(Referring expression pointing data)

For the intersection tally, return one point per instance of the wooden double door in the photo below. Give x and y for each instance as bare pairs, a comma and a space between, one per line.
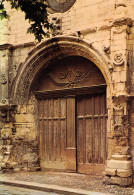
73, 133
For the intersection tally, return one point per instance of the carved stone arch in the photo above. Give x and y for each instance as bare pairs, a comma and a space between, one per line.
47, 52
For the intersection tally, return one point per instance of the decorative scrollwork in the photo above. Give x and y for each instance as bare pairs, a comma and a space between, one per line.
118, 59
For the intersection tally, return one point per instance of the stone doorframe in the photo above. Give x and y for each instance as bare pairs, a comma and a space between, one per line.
119, 165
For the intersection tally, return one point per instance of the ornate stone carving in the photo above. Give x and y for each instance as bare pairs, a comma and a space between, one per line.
60, 5
118, 59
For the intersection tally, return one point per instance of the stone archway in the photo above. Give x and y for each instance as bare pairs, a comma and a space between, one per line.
72, 119
40, 59
47, 52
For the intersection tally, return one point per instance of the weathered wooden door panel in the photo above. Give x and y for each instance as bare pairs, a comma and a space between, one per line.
57, 145
91, 133
71, 137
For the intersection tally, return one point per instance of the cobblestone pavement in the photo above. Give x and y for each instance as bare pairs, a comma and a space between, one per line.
72, 180
9, 190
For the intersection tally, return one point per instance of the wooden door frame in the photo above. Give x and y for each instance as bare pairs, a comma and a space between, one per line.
70, 92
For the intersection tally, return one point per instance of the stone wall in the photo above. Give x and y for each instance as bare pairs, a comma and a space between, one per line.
106, 28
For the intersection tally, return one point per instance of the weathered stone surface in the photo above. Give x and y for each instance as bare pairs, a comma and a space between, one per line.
119, 164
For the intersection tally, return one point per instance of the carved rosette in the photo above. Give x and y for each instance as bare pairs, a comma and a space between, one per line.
118, 59
119, 168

WHAT THE EXERCISE ASKS:
A picture-free version of all the records, repeated exactly, is what to return.

WRITTEN SOLUTION:
For the intersection tally, return one point per instance of the wooden double door in the photo below. Give x and y for each instance as bare pairs, a comma and a space between, one per line.
73, 133
For the intersection tally, return one point per instance of the carved stone arch in the photo above. Give x and y for each instance as bare pairs, a comma and a space between, one per line.
47, 52
For the intersection tally, return one point per instance of the decorative scrollwork in the photo above. Give x and y for each instance as bare pairs, a comma and a space between, one per line.
118, 59
For the intersection tally, return one point per instance of the stone doorframe in the photo above. Give x and y for each instance as bare pairs, a comma and a space between, one per line.
119, 165
For the intersection tally, return one point per instance of the ornate stone carving in the photo above. Give x and y for each instance as bare pairs, a comma and a space between, one per line.
60, 5
118, 59
For the intersection tally, return one point per instance of the stone archway in the photo above. Give x and y for each instance as bare pairs, a comma and a space between, one per line.
72, 119
40, 59
47, 52
For the intersection tally, return one point per instance of the weathered wooden door panel in the photo above. Give x and y for each instance as bare pairs, a comma and a space between, one per line.
57, 145
91, 133
71, 137
For the intersection tally, return one point per instance of the cobblestone pavement in the photo above. Give x and y for each instance as bare pairs, a comma and a space between, one per line.
72, 180
9, 190
For the intersection tally, return one point per instance of the wooden door frame in the photo above. Give x and y for each instance as bare pairs, a comma and a space between, one per line.
70, 92
For the intersection tally, return one point per instance of the stone wall in the photo above. Give x and y for each instance as bare pairs, a comma and a space between, one per line.
106, 28
For the intersection tally, return one point per instance of the weathered stone surface in the photo above. Give x and y for each instance as bare pairs, a comma and a space between, one per line.
119, 164
For the intersection tally, return one point per instance of the carved rosette in the photo above. Give x and y for each instance as bare pairs, a comma and a space between, one per line.
118, 59
119, 168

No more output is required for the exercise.